Reproduce the material below line for line, without changing anything, but omit the pictures.
------------------------------------
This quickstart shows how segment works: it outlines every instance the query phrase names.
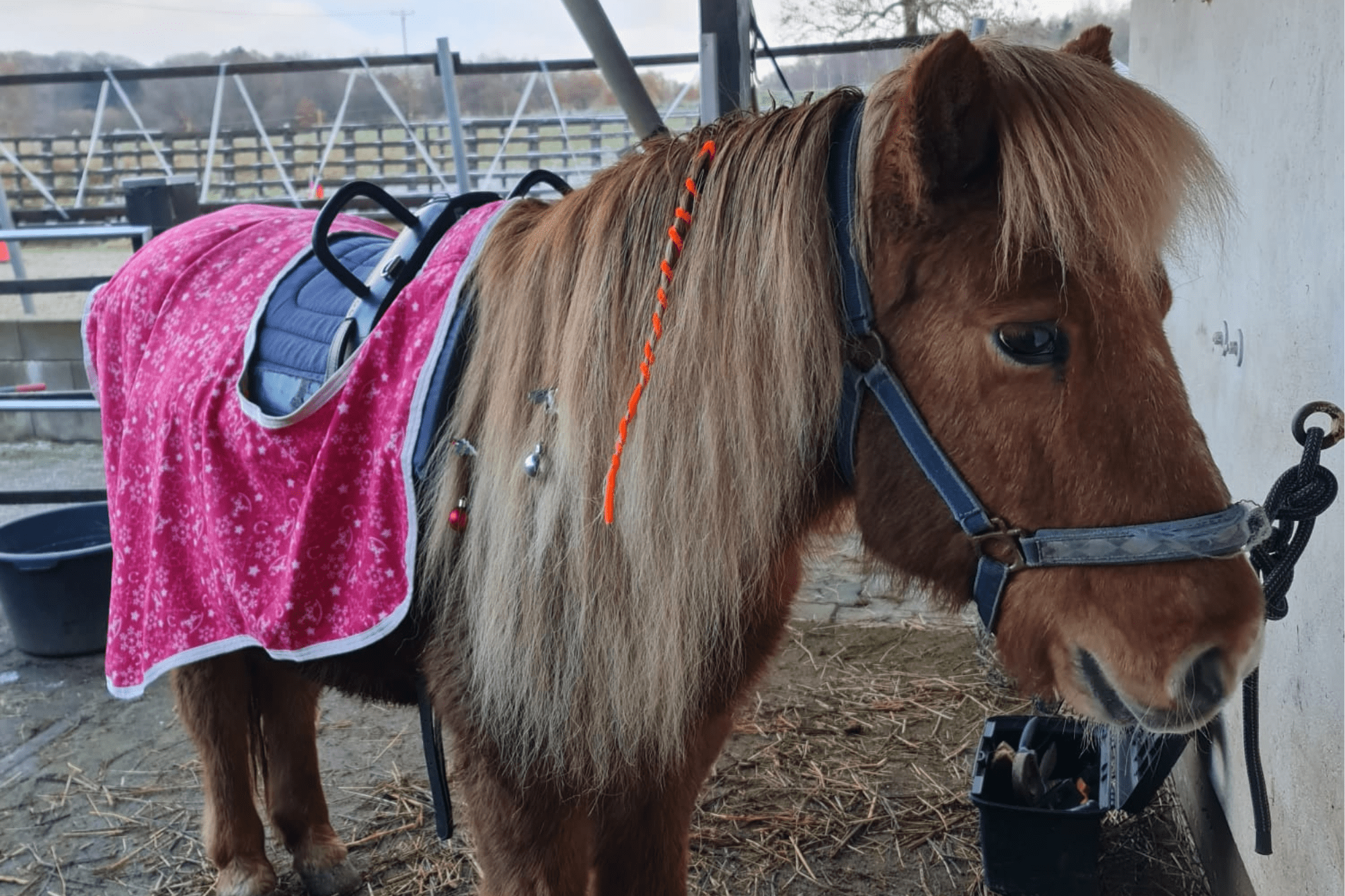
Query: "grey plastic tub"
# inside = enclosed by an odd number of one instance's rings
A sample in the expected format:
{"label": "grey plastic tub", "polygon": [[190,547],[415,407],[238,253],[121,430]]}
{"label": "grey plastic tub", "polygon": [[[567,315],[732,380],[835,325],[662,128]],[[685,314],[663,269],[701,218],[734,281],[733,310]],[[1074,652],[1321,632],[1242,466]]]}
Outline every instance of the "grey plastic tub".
------------------------------------
SOLUTION TO THIS PROBLEM:
This quickstart shows how segment works: it outlines every instance the query phrase names.
Query: "grey plastic tub"
# inside = enclosed by an odd number of one instance's rings
A sample in the expected format:
{"label": "grey plastic tub", "polygon": [[190,547],[415,407],[238,253],[121,430]]}
{"label": "grey plastic tub", "polygon": [[[567,315],[732,380],[835,325],[662,128]],[[685,314],[663,269],[701,218],[734,281],[733,310]],[[1074,652],[1321,632],[1242,466]]]}
Outline every instance of the "grey plastic tub".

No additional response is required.